Given records →
(begin)
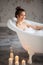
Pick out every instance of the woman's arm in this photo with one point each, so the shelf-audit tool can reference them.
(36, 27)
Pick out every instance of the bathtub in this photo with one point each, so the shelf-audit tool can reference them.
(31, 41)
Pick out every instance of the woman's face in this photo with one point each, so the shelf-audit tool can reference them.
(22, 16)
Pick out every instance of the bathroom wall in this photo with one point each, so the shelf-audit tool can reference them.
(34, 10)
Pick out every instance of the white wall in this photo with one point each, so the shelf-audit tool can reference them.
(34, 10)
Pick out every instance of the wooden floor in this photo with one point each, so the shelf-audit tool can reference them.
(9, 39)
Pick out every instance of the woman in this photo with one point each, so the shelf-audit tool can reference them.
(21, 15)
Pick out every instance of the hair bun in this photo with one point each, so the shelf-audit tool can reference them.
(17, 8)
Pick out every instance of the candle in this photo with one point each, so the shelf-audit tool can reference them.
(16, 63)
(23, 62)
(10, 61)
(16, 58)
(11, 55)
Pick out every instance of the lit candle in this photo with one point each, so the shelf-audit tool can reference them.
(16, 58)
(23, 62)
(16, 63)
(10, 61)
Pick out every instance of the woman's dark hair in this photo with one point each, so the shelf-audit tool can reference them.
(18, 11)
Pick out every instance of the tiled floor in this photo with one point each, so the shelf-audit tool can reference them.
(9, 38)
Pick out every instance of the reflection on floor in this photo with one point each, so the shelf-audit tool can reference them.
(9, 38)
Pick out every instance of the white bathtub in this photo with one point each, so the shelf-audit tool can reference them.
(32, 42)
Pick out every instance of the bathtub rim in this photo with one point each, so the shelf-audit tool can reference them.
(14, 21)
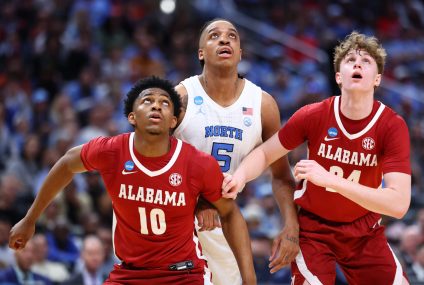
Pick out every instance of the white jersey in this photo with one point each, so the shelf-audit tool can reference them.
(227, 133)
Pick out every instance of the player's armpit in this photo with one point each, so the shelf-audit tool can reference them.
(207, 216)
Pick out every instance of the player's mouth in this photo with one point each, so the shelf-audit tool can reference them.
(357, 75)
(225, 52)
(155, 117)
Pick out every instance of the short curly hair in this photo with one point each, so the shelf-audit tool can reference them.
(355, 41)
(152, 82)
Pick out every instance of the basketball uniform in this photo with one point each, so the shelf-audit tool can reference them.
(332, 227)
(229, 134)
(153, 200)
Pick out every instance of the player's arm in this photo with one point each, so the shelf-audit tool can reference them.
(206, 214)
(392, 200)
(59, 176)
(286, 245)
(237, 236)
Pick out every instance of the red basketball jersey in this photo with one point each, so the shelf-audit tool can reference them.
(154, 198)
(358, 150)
(end)
(begin)
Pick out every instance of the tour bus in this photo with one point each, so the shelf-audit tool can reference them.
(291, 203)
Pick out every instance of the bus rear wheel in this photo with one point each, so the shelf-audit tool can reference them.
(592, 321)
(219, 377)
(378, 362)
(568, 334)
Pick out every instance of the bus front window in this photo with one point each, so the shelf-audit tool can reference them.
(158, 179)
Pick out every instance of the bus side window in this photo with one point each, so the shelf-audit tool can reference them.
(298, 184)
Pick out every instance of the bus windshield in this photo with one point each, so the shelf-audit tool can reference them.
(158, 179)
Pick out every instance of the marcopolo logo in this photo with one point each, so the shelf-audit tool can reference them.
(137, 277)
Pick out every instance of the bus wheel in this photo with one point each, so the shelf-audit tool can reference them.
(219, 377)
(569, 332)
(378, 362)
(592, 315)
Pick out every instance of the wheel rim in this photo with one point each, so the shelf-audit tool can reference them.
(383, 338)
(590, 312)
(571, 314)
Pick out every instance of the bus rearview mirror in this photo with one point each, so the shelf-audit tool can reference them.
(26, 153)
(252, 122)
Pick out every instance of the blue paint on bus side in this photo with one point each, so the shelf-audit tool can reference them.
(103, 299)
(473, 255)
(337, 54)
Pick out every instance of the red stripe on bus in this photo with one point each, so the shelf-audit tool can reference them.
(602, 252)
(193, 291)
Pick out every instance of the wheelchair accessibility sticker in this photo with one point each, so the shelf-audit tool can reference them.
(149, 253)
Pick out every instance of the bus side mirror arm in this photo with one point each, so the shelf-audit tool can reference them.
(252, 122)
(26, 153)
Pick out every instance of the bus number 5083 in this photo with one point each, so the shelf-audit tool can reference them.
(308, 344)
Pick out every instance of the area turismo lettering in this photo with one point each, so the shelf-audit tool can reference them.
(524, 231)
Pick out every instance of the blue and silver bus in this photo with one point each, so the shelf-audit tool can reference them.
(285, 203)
(end)
Gather each line of the items above that contains the word "white", and copy those lines as they appear.

Solution to this task →
Pick out every instance of the white wall in this photo with one point each, so the shelf-audit tool can reference them.
Pick out every instance of the white bathtub in this photo with one point each, so the shelf-audit tool can reference them.
Pick out every instance of the white jersey in this photo with one point each, so the shelf-audit tool can reference them.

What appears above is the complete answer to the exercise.